● BREVE ESERCIZIO 1:
Stabilisci se le affermazioni (a), (b) e (c) concordano con l'articolo su Andrew Wiggins. Rispondi a ciascuna con sì o no e cita tra virgolette le parole dell'articolo che lo decidono.
(a) Wiggins fu scelto per primo al Draft 2014 dai Cleveland Cavaliers.
(b) All'inizio della carriera Wiggins veniva paragonato a LeBron James.
(c) La sua presenza tra i titolari dell'All-Star Game 2022 ha messo tutti d'accordo.
● BREVE ESERCIZIO 2:
Prosegui l'articolo su Andrew Wiggins partendo dalla frase che segue l'ultima riportata.

● TESTO DEL DOCUMENTO:

========

Prima un prospetto generazionale, poi un “bust” e infine un titolare all’All-Star Game: il percorso a tappe di Wiggins verso una qualificazione comunque controversa-

FOTO: SPORTINGNEWS.com

Se ci svegliassimo dal coma oggi dopo due anni, leggere Andrew Wiggins tra i nomi dei titolari dell’All-Star Game 2022 ci sembrerebbe uno scherzo, qualcosa di impossibile. Anche allo stato attuale delle cose è stata una sorpresa per tutti, e ha trovato molti in disaccordo, ma è sicuramente più giustificabile.

Questo perché Wiggins, dopo essere rimasto grossomodo lo stesso giocatore per tutti i primi anni della sua carriera, ora non è più il giocatore di due anni fa. E, ad essere precisi, non è nemmeno più lo stesso rispetto a un anno fa.

Il canadese ha in qualche modo trovato la sua dimensione smettendo di provare a giocare come un All-Star e iniziando a giocare come un role player in un contesto vincente e funzionale e, ironia della sorte, in questo modo è diventato davvero un All-Star.


Ma andiamo con ordine.

Da “Maple Jordan” a “bust”, i 6 anni grigi a Minnesota

Andrew Wiggins entrò nella lega dalla porta principale, preso alla prima scelta assoluta del Draft 2014 dai Cleveland Cavaliers e poi spedito ai Minnesota Timberwolves nello scambio che portò Kevin Love in Ohio.

Il paragone, che chiamare “pesante” sarebbe un eufemismo, era con Michael Jordan, per fisico, atletismo e stile di gioco. In realtà il numero 22 si è presto discostato molto dall’ombra di Jordan, deludendo pian piano anche i più pazienti sul suo conto.

========

● VOCI ESTRATTE:
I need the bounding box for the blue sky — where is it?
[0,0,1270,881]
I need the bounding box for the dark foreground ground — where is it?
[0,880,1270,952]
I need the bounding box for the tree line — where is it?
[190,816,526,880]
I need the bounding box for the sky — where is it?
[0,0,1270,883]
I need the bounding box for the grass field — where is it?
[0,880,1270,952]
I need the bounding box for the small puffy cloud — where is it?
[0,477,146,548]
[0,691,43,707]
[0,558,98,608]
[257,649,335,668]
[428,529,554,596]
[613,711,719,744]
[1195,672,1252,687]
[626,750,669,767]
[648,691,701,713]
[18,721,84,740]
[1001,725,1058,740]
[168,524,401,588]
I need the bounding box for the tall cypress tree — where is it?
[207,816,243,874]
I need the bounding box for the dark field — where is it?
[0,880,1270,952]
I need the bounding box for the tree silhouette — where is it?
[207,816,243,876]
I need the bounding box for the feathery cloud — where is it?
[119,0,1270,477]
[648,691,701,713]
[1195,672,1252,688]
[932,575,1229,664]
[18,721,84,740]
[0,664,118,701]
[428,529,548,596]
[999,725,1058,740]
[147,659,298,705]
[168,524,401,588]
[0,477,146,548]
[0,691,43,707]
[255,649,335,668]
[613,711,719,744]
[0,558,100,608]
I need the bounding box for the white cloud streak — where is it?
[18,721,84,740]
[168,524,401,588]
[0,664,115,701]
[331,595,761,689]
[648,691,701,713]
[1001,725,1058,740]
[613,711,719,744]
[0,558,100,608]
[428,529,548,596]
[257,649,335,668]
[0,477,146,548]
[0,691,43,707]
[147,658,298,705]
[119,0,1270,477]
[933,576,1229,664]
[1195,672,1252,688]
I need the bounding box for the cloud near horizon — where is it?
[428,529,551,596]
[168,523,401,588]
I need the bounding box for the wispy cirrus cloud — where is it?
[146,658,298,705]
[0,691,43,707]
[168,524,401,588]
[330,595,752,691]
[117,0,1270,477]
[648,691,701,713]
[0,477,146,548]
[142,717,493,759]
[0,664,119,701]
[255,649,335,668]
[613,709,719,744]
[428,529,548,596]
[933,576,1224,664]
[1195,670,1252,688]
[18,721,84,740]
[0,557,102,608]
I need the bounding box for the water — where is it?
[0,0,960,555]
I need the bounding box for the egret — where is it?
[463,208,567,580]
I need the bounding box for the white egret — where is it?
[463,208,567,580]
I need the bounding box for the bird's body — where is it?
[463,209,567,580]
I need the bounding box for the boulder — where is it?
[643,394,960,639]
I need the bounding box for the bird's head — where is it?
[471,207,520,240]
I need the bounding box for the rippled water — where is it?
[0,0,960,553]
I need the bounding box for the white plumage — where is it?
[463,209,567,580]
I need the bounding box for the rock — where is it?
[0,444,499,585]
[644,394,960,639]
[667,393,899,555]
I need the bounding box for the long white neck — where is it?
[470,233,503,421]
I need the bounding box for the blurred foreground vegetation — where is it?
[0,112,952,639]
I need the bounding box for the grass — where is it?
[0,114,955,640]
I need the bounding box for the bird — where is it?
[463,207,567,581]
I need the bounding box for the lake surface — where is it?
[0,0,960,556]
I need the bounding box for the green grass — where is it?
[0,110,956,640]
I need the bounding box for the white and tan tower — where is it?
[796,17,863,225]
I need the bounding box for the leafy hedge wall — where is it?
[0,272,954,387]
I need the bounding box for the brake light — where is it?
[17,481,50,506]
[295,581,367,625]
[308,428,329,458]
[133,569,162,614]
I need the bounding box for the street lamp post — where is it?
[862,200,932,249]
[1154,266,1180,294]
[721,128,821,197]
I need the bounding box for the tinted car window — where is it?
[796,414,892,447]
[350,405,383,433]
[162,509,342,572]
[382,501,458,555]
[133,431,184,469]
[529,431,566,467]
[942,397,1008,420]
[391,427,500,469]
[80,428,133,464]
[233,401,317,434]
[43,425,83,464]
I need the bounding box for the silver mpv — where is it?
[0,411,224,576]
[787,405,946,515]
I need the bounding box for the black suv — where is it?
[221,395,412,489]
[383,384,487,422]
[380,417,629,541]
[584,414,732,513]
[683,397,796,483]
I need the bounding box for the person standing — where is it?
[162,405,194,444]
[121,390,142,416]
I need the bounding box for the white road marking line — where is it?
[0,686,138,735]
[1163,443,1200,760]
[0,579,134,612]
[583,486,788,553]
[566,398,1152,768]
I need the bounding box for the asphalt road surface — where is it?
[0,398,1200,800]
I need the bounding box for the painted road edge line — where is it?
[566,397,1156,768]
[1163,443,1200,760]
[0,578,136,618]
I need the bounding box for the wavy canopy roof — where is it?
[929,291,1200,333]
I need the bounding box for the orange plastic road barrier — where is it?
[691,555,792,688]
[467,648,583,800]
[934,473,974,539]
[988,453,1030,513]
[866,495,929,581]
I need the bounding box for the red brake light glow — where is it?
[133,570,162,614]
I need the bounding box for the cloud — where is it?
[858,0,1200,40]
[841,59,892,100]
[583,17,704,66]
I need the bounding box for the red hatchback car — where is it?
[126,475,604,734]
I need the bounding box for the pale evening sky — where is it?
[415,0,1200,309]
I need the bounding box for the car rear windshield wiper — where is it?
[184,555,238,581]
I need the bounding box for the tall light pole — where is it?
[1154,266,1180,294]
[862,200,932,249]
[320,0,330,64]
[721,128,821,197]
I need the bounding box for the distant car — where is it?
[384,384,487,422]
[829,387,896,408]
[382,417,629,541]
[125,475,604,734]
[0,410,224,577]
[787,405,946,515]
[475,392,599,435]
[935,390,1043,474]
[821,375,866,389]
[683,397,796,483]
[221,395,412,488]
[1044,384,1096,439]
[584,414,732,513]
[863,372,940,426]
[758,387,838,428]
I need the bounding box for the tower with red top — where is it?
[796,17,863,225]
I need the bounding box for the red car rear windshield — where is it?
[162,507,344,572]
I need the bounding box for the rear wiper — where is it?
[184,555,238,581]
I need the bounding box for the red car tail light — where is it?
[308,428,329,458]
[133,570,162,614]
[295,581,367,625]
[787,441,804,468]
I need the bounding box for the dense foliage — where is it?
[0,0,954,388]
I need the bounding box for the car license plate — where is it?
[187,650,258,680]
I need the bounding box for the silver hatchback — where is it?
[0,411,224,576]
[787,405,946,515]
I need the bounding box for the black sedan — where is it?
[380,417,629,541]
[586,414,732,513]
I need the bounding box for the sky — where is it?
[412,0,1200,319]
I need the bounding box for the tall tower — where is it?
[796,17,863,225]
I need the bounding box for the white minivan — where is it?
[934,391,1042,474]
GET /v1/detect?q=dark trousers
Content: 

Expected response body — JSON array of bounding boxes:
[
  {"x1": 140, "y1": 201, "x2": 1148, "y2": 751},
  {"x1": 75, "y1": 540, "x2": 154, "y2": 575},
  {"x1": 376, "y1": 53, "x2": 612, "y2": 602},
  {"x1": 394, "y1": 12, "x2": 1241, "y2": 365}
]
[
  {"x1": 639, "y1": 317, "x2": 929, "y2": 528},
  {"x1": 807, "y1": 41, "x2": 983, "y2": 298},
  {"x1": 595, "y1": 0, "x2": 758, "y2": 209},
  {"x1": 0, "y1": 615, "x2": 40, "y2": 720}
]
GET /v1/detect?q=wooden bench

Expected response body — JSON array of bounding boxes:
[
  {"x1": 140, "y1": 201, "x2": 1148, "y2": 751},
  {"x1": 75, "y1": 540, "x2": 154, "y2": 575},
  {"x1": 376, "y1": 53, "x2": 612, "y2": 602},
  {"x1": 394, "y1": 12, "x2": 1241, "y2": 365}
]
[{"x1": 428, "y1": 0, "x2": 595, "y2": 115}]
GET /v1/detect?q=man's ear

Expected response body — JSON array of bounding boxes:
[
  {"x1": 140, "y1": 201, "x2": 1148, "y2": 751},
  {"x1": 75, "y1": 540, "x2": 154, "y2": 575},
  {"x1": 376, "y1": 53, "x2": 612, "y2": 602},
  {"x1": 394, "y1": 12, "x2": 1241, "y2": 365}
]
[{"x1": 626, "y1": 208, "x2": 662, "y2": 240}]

========

● RISPOSTA ALL'ESERCIZIO 1:
(a) Sì: "preso alla prima scelta assoluta del Draft 2014 dai Cleveland Cavaliers".
(b) No: "Il paragone, che chiamare “pesante” sarebbe un eufemismo, era con Michael Jordan".
(c) No: "ha trovato molti in disaccordo".

● RISPOSTA ALL'ESERCIZIO 2:
Nel corso dei suoi anni a Minneapolis, Wiggins si è infatti dimostrato un manifesto all’incostanza e all’inconsistenza, con caratteristiche che poco potevano sposarsi con le esigenze della pallacanestro moderna. Creation palla in mano limitata da un ball-handling tutt’altro che eccezionale, tiro dal perimetro non affidabile, visione di gioco limitata e intelligenza cestistica generale carente.

Il volume di punti segnati si aggirava sempre tra i 17 e i 20, con un’efficienza tra il mediocre e il terribile, che ha visto il suo picco negativo nelle stagioni 2017-18 e 2018-19, con una True Shooting del 50% e del 49%, circa sette punti percentuali al di sotto della media della lega.

Allo stesso tempo, il prodotto di Kansas University non ha mai avuto propensione a creare alcunché per i propri compagni, e lo specchio di ciò è rappresentato dal sempre negativo rapporto tra assist e usage, che non è mai andato oltre il 18esimo percentile prima del 2020.

A rendere il quadro complessivo ancora più grave era la totale apatia nella metà campo difensiva, che mostrava un giocatore ingenuo e spesso svogliato, nonostante le capacità fisiche.

Ecco, considerando tutto ciò, la definizione di “bust” affibiatagli da gran parte degli appassionati era quanto mai giustificata.

Chi non faceva parte di questa scuola di pensiero era il front office di Minnesota che, tratto in inganno dalle sporadiche serate da 30+ punti che Wiggins ha sempre avuto nel suo bagaglio, gli fece firmare nel 2018 un’estensione contrattuale folle, da quasi 148 milioni in 5 anni, forse il peggior contratto NBA in quel momento.

A causa di quel contratto decisamente troppo oneroso, che ancora oggi gli garantisce circa 32 milioni annuali, le pressioni e, di conseguenza, le critiche sul giocatore sono diventate ancora più pesanti, contribuendo a una stagione 2018-19 terrificante da parte del canadese.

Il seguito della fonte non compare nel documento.